■ PROBLEM REQUIREMENTS ■
Please repeat all of the records, keeping every word unchanged.

════

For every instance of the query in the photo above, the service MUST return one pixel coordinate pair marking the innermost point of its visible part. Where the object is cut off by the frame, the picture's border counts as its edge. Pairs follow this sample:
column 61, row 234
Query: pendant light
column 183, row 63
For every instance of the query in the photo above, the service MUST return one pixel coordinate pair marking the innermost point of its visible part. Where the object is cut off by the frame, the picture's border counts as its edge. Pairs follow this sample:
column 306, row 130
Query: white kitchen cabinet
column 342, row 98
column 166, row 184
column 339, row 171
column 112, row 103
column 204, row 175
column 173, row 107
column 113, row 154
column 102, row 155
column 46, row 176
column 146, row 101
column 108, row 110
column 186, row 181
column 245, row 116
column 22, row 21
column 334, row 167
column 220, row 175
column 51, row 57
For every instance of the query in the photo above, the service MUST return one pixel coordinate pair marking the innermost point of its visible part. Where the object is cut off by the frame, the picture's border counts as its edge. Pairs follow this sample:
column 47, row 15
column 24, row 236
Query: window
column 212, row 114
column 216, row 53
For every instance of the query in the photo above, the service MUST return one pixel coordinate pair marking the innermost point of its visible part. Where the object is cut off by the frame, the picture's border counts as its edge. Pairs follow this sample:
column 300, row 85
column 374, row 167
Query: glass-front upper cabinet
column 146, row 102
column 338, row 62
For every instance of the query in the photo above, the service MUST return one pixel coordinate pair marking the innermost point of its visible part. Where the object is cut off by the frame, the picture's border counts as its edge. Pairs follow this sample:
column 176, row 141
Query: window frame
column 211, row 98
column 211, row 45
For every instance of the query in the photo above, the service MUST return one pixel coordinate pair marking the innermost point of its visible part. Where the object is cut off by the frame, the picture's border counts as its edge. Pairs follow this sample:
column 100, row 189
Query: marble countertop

════

■ EXPECTED ANSWER ■
For every instance of the query in the photo above, the service MUST return one pixel coordinate pair marking the innermost point of its visible part. Where the object is cut off by the frame, the picture's border counts as its edge. Pairs follow this sample:
column 61, row 234
Query: pendant light
column 183, row 63
For every instance of the query in the photo above, the service MUST return one pixel coordinate pair marking the innermost point of its visible part. Where the object is cut off by the frame, the picture's border counts as its edge. Pairs follow this sample:
column 306, row 130
Query: white kitchen cabinet
column 342, row 98
column 166, row 184
column 339, row 171
column 112, row 103
column 204, row 175
column 173, row 107
column 113, row 154
column 102, row 155
column 46, row 176
column 146, row 101
column 108, row 110
column 186, row 181
column 245, row 116
column 22, row 21
column 334, row 167
column 220, row 175
column 51, row 57
For every instance of the query in the photo above, the service MUST return one pixel coordinate pair marking the innermost point of its visible part. Where the object is cut off by the frame, the picture's border counts as its edge. Pairs follow this sample:
column 47, row 15
column 24, row 236
Query: window
column 212, row 114
column 216, row 53
For every instance of the query in the photo above, the service MUST return one pixel coordinate pair marking the innermost point of its visible part. Where the object is cut off by the frame, the picture's border counts as its edge. Pairs follow this sample:
column 300, row 85
column 374, row 167
Query: glass-front upper cabinet
column 146, row 102
column 338, row 62
For every instance of the query in the photo above, the service MUST return one pixel coordinate pair marking the innermost point of its visible part. Where the object is cut off by the frame, the picture's border counts as its edge. Pairs follow this sample:
column 176, row 141
Query: window frame
column 211, row 98
column 211, row 45
For every instance of the query in the photo above, the service MUST return one pixel coordinate pair marking the innermost point of its visible part. Where the object is cut off by the frame, the picture's border counts as its edge. Pairs follow this sample:
column 100, row 189
Query: marble countertop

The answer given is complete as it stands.